Content starts
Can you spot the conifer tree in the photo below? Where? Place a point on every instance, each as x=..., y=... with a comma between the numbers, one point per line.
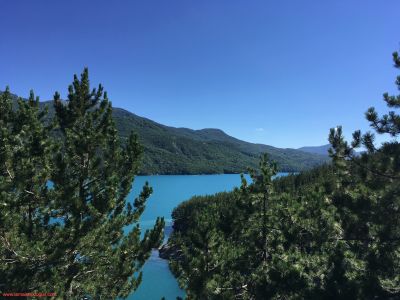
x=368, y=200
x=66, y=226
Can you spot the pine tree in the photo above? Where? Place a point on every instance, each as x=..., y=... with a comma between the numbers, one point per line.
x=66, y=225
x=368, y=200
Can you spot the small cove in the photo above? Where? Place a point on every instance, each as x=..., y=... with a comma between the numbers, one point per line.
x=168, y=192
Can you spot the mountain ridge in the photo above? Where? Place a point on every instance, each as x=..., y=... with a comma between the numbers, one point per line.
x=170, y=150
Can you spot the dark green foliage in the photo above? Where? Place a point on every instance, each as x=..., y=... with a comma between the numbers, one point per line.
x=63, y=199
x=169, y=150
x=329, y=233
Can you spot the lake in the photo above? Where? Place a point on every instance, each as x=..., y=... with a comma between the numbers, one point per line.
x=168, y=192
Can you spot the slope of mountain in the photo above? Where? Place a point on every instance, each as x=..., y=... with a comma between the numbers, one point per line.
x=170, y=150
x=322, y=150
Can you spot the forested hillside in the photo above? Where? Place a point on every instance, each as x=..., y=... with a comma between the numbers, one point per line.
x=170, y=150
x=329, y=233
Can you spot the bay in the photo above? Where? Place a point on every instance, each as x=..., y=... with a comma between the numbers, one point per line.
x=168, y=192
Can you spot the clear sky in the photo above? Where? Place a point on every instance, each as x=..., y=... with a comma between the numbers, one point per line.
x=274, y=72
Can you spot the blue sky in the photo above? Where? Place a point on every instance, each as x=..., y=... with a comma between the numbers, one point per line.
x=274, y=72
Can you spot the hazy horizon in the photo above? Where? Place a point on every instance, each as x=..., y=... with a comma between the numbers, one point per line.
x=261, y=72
Content ends
§ WHAT TO WORK ON
An exact, image-free transcription of all the records above is needed.

§ ANSWER BELOW
Can you spot the conifer tree in the photo below? Where? Place a point on every instance, each as x=..., y=... with a comma between the numbers, one point per line.
x=368, y=200
x=66, y=226
Can you spot the pine tree in the photo above? Where? Place a point on every instance, each as x=..., y=... with a comma between the numbers, one point per line.
x=66, y=225
x=368, y=200
Can you spot the small cove in the photo above? Where? Place a point on every instance, each as x=..., y=... with a comma between the numbers, one point per line.
x=168, y=192
Can you spot the mountain ridge in the photo above? Where? Place a point on every instance, each as x=..., y=... with a comma between the numbers, one point per line.
x=170, y=150
Can you spot the dark green foliage in the photo above? Where? Place a point on every instance, each as x=..., y=... with a comma between the numbers, one point per line.
x=63, y=199
x=169, y=150
x=329, y=233
Can you spot the lake in the photo above? Where? Place a point on every instance, each as x=..., y=... with a comma between the numbers, one point per line.
x=168, y=192
Can you spot the slope of mountain in the photo above? Where? Place a point on every instance, each as x=..., y=... with a comma between the numbers, one point per line.
x=170, y=150
x=322, y=150
Can you spot the forested hillside in the photo above? Where? Place a point on every instance, each as x=..., y=... with a comma between the numbers, one point per line.
x=170, y=150
x=329, y=233
Can you spot the bay in the photo above? Where? Place a point on every instance, each as x=..., y=... with a comma between the numbers, one point per line.
x=168, y=192
Can you spot the clear sky in the photo above? Where? Place a point on every instance, each as x=..., y=... with a comma between the numbers, one point per line.
x=274, y=72
Can you spot the blue sky in the photo above? Where? Place a point on every instance, each as x=..., y=... with a comma between the numbers, one point per line.
x=274, y=72
Can you spot the hazy horizon in the photo above? Where? Place a point on every instance, each as x=..., y=... with a comma between the numbers, one point per line.
x=261, y=72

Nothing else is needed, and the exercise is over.